§ YOUR TASK
Transcribe the part of the blog post between "Normally he chugs" and "Not pouring it.", inclusive.

§ SELECTED EXTRACT
Monday, January 14, 2019

"Pour me a drink"

Ron gave himself a chemical burn, to the inside of his mouth.  He holds the alcohol in his mouth and it's caustic - so recently he developed a painful burn. 

Years ago, before he became a problem drinker, he had me do some research on alcohol for him.  It seemed harmless at the time.  One thing learned was a lot of the alcohol is absorbed through the tissue lining the mouth.  As a result, Ron chugs, and holds, the alcohol in his mouth for minutes at a time before swallowing. 

Normally he chugs vodka from the bottle, spits some out into his portion control cup (my contribution) and spits the rest back in the vodka bottle.  You can imagine how the vodka bottle looks. 

Tonight he said his mouth hurt, and asked me to pour the alcohol directly from the bottle into the portion cup.  I told him no.  He was pretty upset and said he would keep me up all night, if I didn't. 

I didn't take the bait. 

He figured out something on his own.  He keeps pushing it, I told him probably 10 years ago I would not help him get alcohol.  That meant not buying it, not helping him buy it, etc.  Not pouring it.

I couldn't believe he really thought he could talk me into it.  Doesn't say much for what he thinks of my intelligence. 

"She won't buy it for me, or help me buy it, but she'll pour it." 

[rolleyes]

12 comments:

Anonymous said...

What an freaking moronic and disgustingly filthy idiot. Alcohol really does kill brain cells. Not very hygienic to keep spitting it back in the vodka bottle.

Anonymous said...

§ EXCERPTED DATA
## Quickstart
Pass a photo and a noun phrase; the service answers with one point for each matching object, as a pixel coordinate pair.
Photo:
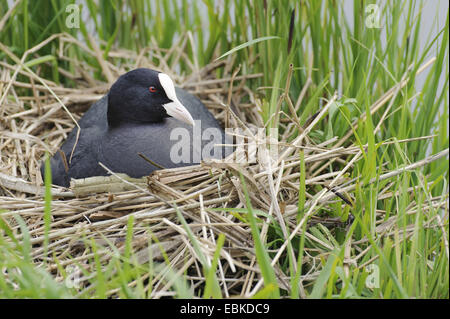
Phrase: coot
(142, 113)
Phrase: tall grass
(329, 53)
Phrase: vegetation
(357, 209)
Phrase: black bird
(142, 113)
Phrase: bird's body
(166, 141)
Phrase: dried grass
(99, 208)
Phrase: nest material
(99, 208)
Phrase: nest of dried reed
(98, 209)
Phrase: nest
(100, 211)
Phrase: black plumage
(136, 117)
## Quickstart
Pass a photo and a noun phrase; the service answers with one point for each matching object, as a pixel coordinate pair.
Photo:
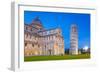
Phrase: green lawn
(64, 57)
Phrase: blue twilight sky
(64, 21)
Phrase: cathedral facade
(39, 41)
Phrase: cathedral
(39, 41)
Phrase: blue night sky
(64, 21)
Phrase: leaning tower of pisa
(74, 40)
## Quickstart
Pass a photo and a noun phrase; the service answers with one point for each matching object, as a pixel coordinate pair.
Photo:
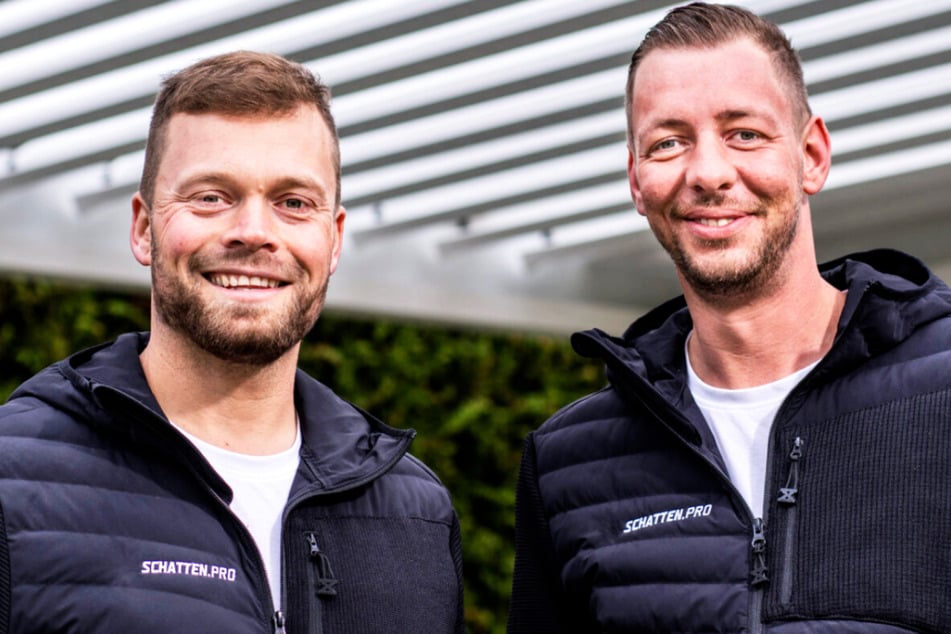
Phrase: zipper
(279, 623)
(787, 500)
(321, 581)
(759, 575)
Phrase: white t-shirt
(741, 421)
(260, 485)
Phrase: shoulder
(418, 489)
(595, 409)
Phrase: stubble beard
(733, 278)
(217, 329)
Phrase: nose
(709, 168)
(252, 226)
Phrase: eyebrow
(225, 179)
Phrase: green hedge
(471, 397)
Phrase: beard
(216, 327)
(732, 277)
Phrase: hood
(105, 387)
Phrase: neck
(246, 409)
(767, 337)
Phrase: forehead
(258, 141)
(737, 75)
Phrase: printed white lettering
(664, 517)
(188, 569)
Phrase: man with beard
(770, 454)
(192, 479)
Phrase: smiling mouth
(715, 222)
(243, 281)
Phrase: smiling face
(243, 233)
(721, 164)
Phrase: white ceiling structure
(482, 141)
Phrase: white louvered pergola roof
(482, 141)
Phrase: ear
(816, 156)
(140, 234)
(338, 222)
(632, 180)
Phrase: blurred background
(483, 158)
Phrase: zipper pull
(326, 582)
(759, 575)
(279, 623)
(787, 494)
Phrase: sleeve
(538, 603)
(455, 547)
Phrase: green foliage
(471, 397)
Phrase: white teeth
(715, 222)
(243, 281)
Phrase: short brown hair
(241, 83)
(702, 25)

§ EXERCISE RESPONSE
Normally he chugs vodka from the bottle, spits some out into his portion control cup (my contribution) and spits the rest back in the vodka bottle.  You can imagine how the vodka bottle looks. 

Tonight he said his mouth hurt, and asked me to pour the alcohol directly from the bottle into the portion cup.  I told him no.  He was pretty upset and said he would keep me up all night, if I didn't. 

I didn't take the bait. 

He figured out something on his own.  He keeps pushing it, I told him probably 10 years ago I would not help him get alcohol.  That meant not buying it, not helping him buy it, etc.  Not pouring it.